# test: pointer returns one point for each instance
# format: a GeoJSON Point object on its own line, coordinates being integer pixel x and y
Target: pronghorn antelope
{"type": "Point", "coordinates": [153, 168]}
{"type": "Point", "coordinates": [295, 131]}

····················

▶ WHAT YOU SHOULD DO: Print exactly, and only, the lines from the line that contains "# format: a" through the last line of the records.

▶ SOLVED EXERCISE:
# format: a GeoJSON Point object on its own line, coordinates being integer pixel x and y
Target: pronghorn antelope
{"type": "Point", "coordinates": [153, 168]}
{"type": "Point", "coordinates": [295, 131]}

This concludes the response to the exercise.